WORK REQUIRED ▸
When you find the line that contains "Reviewer note: check that every instance of the perched", restate it and all lines after it exactly, stopping at the end of the material.

INPUT MATERIAL ▸
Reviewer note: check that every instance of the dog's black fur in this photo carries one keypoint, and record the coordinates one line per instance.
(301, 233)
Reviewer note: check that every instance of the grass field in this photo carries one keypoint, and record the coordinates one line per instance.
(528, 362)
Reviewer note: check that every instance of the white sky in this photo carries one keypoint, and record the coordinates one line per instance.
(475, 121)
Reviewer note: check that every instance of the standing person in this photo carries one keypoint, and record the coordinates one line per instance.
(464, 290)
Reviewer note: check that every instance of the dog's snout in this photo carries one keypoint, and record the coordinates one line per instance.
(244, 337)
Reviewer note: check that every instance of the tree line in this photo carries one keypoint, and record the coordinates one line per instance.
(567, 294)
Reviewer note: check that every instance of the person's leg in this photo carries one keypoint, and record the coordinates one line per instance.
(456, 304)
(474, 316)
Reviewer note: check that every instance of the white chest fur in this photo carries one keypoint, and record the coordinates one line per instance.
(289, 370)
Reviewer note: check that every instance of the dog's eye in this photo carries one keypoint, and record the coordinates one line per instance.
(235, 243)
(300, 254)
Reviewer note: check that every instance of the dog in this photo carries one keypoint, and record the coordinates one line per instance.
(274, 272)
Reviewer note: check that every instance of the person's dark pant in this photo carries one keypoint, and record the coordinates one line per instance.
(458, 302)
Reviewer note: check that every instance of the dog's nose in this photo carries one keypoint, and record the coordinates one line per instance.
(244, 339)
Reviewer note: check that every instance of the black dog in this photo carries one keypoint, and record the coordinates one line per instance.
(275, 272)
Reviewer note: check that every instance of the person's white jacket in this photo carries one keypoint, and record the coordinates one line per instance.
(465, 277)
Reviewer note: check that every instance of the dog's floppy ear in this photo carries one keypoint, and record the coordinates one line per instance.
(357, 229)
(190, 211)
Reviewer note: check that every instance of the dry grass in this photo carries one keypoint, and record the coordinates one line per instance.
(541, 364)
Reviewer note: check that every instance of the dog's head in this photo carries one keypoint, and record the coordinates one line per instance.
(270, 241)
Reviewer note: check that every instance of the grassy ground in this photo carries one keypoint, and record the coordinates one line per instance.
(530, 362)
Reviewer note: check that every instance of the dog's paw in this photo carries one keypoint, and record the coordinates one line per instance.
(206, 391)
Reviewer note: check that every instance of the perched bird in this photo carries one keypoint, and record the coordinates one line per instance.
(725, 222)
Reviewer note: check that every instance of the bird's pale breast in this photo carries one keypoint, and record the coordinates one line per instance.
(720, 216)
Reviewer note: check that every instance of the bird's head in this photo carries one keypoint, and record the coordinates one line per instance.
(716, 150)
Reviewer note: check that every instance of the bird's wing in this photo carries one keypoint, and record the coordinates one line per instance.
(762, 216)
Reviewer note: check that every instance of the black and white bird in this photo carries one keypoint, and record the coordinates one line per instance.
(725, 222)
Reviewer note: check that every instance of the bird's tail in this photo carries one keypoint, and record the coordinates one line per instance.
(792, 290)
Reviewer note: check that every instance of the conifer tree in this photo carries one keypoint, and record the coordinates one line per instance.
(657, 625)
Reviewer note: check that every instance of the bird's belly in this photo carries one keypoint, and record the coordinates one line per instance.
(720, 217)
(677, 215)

RESPONSE TO THE EXERCISE ▸
Reviewer note: check that every instance of the perched bird in this photo carries one keypoint, and record the coordinates one line per instance.
(725, 222)
Reviewer note: check that every instance of the bird's pale breast in this photo carries one keypoint, and record the coordinates one line per instance.
(720, 216)
Reviewer note: check that every instance of the bird's head in this photo carries one keypoint, and record the coordinates one line per instance.
(716, 150)
Reviewer note: check that every instance of the bird's wing in this photo carries one keypoint, and record the coordinates one line per instance.
(762, 216)
Reviewer note: check that every instance of the black and white bird in this photo carries one keypoint, and record the coordinates one line per instance.
(725, 222)
Reviewer note: check that every instance of the bird's tail in this photo carries one keypoint, and record the coordinates one line per instance.
(792, 290)
Reviewer note: check that every instance of the conifer tree in this photo carries one keypoint, and record the coordinates one line per instance.
(657, 625)
Reviewer note: check that every instance of the bird's belly in this photo carries one keypoint, and record the coordinates one line per instance.
(720, 217)
(677, 215)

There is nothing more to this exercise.